§ **EXERCISE INSTRUCTIONS**:
Write out the records again exactly and exclude the pictures.

§ **Excerpts from a dataset**:
BEGIN
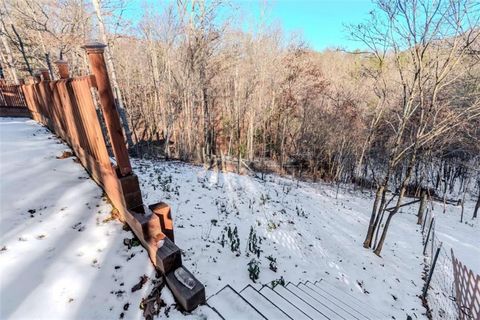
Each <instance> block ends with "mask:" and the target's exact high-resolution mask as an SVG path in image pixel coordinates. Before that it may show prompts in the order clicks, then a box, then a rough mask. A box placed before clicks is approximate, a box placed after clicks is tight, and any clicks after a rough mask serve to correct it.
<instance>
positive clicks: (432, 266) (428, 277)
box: [422, 243, 442, 299]
mask: <svg viewBox="0 0 480 320" xmlns="http://www.w3.org/2000/svg"><path fill="white" fill-rule="evenodd" d="M441 248H442V243H440V246H438V248H437V251H436V252H435V257H434V258H433V262H432V265H431V266H430V271H429V272H428V278H427V282H426V283H425V287H423V294H422V296H423V298H424V299H425V297H426V296H427V291H428V287H429V286H430V281H431V280H432V276H433V271H434V270H435V265H436V264H437V259H438V255H439V254H440V249H441Z"/></svg>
END
§ **RESULT**:
Each <instance> block ends with "mask:" and the target's exact high-resolution mask as an SVG path in image pixel coordinates. Before that it may show prompts in the order clicks, then a box, then a rough mask. A box placed before clicks is approximate, a box placed after clicks is tight, and any clicks after a rough mask serve to correct it.
<instance>
positive clicks: (432, 266) (428, 277)
box: [422, 243, 442, 299]
mask: <svg viewBox="0 0 480 320" xmlns="http://www.w3.org/2000/svg"><path fill="white" fill-rule="evenodd" d="M441 248H442V243H440V246H438V248H437V251H436V252H435V257H434V258H433V262H432V265H431V266H430V271H429V272H428V278H427V282H426V283H425V287H423V294H422V296H423V298H424V299H425V297H426V296H427V291H428V287H429V286H430V281H431V280H432V276H433V271H434V270H435V265H436V264H437V259H438V255H439V254H440V249H441Z"/></svg>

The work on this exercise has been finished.